- Excerpted passage -
------------------------------------------------------------

To quantitatively assess the improvement over traditional methods, the model’s accuracy is compared to a conventional piecewise linear stiffness model. The metric used is the Residual Sum of Squares (RSS). For the proposed Genetic Hysteresis Model applied to the experimental strain wave gear data, the RSS was calculated to be 17.9 N²·m². In stark contrast, a standard piecewise linear model fitted to the same data yielded an RSS of 4521.5 N²·m². This represents an improvement in accuracy by a factor of over 250, conclusively demonstrating the superior descriptive power of the genetic characteristic-based model for the nonlinear hysteresis stiffness inherent in strain wave gear transmission.
Conclusion and Perspectives
This study has presented a comprehensive framework for modeling the nonlinear hysteresis stiffness of strain wave gear drives. The proposed Genetic Hysteresis Stiffness Model successfully addresses the limitations of traditional constant or piecewise-constant stiffness assumptions by explicitly incorporating the system’s path-dependent memory, or genetic characteristic. The model elegantly separates the torsional response into a nonlinear elastic component and a history-dependent hysteresis correction term, the latter being governed by an exponentially decaying memory factor.
The experimental characterization of a commercial strain wave gear reducer provided the essential data to validate the model’s form. The subsequent parameter identification, performed effectively using a Particle Swarm Optimization algorithm, confirmed the model’s capability to achieve a remarkably high-fidelity fit to the observed hysteresis loop. The quantitative comparison against a basic piecewise linear model underscored a dramatic improvement in accuracy, exceeding two orders of magnitude. This level of precision is crucial for developing high-performance dynamic models of robotic joints and other servo systems that rely on strain wave gear reducers, enabling more accurate simulation of transient responses, refinement of mechanical designs, and synthesis of advanced model-based control algorithms to compensate for nonlinear effects.

------------------------------------------------------------

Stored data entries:

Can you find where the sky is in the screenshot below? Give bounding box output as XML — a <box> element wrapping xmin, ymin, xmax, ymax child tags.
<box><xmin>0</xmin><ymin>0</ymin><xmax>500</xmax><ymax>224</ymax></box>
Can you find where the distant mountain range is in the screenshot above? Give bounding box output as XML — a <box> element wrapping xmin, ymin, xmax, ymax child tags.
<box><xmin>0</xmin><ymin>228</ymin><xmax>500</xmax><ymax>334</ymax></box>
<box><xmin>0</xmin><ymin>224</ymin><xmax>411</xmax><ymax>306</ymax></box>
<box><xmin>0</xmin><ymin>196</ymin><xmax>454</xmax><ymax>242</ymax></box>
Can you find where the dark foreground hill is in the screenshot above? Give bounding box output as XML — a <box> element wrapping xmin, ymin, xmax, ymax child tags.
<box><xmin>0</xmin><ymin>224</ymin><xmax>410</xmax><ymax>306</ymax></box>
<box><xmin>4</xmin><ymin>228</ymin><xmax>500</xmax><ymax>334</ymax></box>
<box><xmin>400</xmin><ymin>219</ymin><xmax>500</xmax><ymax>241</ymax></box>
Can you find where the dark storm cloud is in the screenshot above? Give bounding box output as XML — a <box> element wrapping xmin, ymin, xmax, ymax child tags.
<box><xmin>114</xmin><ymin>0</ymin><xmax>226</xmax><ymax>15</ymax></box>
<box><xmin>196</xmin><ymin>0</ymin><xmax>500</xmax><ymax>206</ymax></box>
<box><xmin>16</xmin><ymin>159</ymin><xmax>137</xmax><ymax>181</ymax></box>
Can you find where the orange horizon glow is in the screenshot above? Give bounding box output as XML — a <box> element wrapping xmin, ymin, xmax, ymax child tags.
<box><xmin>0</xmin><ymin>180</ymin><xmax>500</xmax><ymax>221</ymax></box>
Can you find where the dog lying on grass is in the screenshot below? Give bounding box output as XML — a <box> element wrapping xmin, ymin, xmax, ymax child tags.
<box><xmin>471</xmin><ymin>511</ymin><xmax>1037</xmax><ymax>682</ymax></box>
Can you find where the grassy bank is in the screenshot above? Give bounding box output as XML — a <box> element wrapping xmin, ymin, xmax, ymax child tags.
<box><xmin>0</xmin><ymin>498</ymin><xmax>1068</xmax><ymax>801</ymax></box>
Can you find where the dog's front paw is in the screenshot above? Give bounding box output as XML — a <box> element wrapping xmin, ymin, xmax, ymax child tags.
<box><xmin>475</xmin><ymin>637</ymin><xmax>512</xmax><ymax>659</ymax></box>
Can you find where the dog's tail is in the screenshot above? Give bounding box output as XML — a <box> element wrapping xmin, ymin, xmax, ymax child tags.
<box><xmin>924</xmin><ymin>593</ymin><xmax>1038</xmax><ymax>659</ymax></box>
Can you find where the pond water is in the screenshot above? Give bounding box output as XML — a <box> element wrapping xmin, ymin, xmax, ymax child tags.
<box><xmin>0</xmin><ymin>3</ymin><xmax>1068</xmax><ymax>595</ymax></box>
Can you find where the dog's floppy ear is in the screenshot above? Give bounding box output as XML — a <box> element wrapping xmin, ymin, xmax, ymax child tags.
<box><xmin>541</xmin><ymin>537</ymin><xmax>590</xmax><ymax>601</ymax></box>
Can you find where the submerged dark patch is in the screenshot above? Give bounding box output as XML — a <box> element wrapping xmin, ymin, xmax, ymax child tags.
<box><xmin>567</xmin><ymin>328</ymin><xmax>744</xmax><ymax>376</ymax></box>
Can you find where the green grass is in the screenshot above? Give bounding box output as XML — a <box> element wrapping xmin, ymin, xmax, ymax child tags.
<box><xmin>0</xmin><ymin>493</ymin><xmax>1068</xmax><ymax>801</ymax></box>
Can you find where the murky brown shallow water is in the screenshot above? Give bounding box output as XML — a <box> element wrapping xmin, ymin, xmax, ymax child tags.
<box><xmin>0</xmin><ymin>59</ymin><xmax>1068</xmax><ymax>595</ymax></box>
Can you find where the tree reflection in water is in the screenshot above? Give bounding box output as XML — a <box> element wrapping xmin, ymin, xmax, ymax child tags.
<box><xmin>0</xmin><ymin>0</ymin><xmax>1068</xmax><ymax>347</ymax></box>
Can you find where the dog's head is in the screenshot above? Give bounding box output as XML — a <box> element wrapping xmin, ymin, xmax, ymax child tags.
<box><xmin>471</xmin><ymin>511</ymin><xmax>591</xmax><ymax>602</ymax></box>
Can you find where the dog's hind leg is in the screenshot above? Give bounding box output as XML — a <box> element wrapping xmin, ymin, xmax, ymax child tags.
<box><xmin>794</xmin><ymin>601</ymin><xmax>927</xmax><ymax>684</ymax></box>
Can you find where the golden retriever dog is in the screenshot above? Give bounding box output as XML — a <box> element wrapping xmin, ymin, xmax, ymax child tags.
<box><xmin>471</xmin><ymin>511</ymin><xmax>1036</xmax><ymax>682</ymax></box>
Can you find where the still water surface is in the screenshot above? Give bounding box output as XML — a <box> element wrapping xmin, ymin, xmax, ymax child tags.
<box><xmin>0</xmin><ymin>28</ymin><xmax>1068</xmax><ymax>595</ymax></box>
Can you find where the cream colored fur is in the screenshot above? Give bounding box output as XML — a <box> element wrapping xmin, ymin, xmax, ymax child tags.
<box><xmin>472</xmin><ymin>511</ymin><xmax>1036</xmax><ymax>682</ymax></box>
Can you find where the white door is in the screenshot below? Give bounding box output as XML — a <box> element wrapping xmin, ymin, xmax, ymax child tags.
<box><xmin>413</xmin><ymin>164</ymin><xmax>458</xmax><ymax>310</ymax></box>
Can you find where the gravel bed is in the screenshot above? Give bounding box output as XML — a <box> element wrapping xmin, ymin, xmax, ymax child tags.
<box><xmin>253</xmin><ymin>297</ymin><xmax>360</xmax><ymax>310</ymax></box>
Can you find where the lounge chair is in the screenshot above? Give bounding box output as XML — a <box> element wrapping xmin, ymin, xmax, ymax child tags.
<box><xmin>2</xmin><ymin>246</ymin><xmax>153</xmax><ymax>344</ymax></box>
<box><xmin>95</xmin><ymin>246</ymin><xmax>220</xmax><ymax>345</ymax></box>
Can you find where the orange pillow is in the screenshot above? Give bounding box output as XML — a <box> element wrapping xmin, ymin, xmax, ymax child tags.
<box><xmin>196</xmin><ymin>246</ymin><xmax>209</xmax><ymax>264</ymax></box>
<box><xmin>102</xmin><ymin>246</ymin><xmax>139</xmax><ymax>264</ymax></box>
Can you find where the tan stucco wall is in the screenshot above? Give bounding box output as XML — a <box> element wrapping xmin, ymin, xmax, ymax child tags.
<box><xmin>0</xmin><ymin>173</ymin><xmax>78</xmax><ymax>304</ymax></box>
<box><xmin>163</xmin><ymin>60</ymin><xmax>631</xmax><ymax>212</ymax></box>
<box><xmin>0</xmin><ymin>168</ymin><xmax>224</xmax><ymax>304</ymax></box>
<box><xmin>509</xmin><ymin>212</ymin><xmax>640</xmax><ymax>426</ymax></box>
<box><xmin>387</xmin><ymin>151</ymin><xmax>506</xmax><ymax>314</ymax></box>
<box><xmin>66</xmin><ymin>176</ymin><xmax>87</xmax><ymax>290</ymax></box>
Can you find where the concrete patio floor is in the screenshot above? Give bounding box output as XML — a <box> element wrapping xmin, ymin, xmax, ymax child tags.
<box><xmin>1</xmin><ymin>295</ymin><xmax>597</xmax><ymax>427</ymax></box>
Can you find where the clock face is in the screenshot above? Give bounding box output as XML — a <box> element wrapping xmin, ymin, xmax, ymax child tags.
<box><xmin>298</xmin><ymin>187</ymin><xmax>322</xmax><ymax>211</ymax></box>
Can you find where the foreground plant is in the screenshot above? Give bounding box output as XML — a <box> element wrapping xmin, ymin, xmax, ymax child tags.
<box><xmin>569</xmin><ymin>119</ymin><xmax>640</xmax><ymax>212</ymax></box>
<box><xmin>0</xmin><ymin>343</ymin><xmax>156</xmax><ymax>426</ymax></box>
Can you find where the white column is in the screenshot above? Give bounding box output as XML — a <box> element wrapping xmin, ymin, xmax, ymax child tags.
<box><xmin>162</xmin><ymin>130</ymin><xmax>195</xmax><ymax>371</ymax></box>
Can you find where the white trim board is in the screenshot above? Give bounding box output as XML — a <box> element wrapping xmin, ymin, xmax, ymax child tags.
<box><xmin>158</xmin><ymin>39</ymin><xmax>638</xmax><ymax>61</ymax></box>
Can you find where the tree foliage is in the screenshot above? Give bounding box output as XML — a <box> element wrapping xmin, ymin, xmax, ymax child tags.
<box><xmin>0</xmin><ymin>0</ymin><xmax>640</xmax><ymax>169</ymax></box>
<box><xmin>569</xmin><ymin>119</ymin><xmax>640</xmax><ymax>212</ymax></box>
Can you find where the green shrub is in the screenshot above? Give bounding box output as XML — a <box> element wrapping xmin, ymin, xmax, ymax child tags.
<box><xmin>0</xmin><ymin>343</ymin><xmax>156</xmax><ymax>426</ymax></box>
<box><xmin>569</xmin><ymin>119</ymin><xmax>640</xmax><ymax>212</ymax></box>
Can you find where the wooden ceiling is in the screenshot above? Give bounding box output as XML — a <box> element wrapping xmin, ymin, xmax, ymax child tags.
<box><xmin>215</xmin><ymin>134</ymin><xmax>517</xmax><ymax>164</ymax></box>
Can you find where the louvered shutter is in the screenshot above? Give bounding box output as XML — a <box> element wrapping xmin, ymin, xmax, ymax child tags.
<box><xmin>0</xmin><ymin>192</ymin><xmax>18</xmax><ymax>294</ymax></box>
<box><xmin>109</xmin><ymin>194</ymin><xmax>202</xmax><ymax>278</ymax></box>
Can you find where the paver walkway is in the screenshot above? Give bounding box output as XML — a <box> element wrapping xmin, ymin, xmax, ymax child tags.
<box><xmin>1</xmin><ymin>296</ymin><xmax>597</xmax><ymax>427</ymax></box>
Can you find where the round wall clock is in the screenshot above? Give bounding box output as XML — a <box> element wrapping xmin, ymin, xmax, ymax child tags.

------------------------------------------------------------

- Set of tasks -
**1)** Can you write out the strain wave gear passage word for word between "To quantitatively assess" and "wave gear transmission.", inclusive?
**2)** Can you carry the strain wave gear passage on past its final sentence?
The entries aren't needed for any of this.

- Exercise results -
**1)**
To quantitatively assess the improvement over traditional methods, the model’s accuracy is compared to a conventional piecewise linear stiffness model. The metric used is the Residual Sum of Squares (RSS). For the proposed Genetic Hysteresis Model applied to the experimental strain wave gear data, the RSS was calculated to be 17.9 N²·m². In stark contrast, a standard piecewise linear model fitted to the same data yielded an RSS of 4521.5 N²·m². This represents an improvement in accuracy by a factor of over 250, conclusively demonstrating the superior descriptive power of the genetic characteristic-based model for the nonlinear hysteresis stiffness inherent in strain wave gear transmission.

**2)**
While the model demonstrates excellent performance for the quasi-static, sinusoidal loading conditions under which it was identified, its behavior under more complex, arbitrary dynamic loading sequences warrants further investigation. The current formulation assumes a stable, cyclic hysteresis loop. Future work could explore the model’s generalization to non-periodic inputs and its ability to capture minor, nested hysteresis loops within major cycles. Furthermore, integrating this stiffness model with dynamic friction and backlash models would lead to a complete, high-fidelity dynamic representation of the strain wave gear transmission. Such a holistic model would be an invaluable tool for pushing the boundaries of precision in mechatronic systems across advanced manufacturing, scientific instrumentation, and beyond.